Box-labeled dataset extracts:
■ ■ ■
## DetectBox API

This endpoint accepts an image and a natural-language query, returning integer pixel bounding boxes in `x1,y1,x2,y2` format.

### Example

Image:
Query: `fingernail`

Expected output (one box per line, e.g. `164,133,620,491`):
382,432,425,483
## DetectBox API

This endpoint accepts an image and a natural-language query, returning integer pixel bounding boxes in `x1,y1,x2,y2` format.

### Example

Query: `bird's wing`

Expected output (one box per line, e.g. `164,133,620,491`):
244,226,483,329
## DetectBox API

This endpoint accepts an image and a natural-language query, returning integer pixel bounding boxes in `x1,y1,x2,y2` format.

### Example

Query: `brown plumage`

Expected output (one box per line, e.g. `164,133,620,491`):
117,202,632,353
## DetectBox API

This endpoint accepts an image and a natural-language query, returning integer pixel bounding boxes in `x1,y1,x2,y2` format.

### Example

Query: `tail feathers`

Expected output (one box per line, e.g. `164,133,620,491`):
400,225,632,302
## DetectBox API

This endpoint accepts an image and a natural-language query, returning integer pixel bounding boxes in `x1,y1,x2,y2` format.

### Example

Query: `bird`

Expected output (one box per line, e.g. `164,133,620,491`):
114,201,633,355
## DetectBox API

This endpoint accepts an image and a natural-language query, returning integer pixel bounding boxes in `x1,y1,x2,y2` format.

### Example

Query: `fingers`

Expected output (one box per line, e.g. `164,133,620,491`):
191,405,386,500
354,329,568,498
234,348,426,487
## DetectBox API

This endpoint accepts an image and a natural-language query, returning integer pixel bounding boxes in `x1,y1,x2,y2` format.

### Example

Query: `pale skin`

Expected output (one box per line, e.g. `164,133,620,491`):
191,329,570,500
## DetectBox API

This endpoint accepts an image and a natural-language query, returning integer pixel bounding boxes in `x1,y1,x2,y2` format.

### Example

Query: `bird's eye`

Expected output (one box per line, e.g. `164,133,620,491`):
■ ■ ■
## GIVEN INSTRUCTION
Duplicate every line of the entries above without changing anything.

## SOLVED EXERCISE
## DetectBox API

This endpoint accepts an image and a natural-language query, returning integer pixel bounding boxes in `x1,y1,x2,y2` format.

### Example

Image:
Query: `fingernail`

Expected output (one box per line, e.g. `164,133,620,491`):
382,432,425,483
## DetectBox API

This endpoint accepts an image and a natural-language query, returning integer pixel bounding boxes in `x1,y1,x2,y2` format.

### Example

Query: `bird's wing`

Expected output (one box per line, e.g. `164,133,620,491`):
244,226,483,329
## DetectBox API

This endpoint accepts an image and a natural-language query, returning integer pixel bounding boxes in `x1,y1,x2,y2` format.

### Example

Query: `brown plumage`

Expected output (one box per line, e.g. `164,133,620,491`):
117,202,632,353
## DetectBox API

This endpoint accepts an image and a natural-language query, returning integer pixel bounding boxes in `x1,y1,x2,y2` format.

### Example

Query: `tail feathers`

Expected output (one box per line, e.g. `164,133,620,491`):
400,225,632,302
## DetectBox API

This endpoint accepts an image and a natural-language query, returning integer pixel bounding boxes in `x1,y1,x2,y2` format.

### Example

Query: `bird`

Expected output (one box per line, e.g. `164,133,620,491`):
114,201,633,355
## DetectBox API

This endpoint accepts an image and a natural-language query, returning integer pixel bounding boxes in `x1,y1,x2,y2` format.

### Example

Query: `fingers`

Expected output (one box per line, e.g. `164,133,620,491`):
191,405,386,500
354,329,568,498
234,348,426,487
## DetectBox API

This endpoint accepts an image and a natural-language query, returning integer pixel bounding boxes in `x1,y1,x2,y2` format.

### Example

Query: `pale skin`

Expected output (one box per line, e.g. `164,133,620,491`):
191,329,570,500
## DetectBox API

This endpoint accepts an image and a natural-language query, returning integer pixel bounding boxes in `x1,y1,x2,y2` format.

### Example

Query: `bird's eye`

Expected output (one box per line, e.g. `164,133,620,491`):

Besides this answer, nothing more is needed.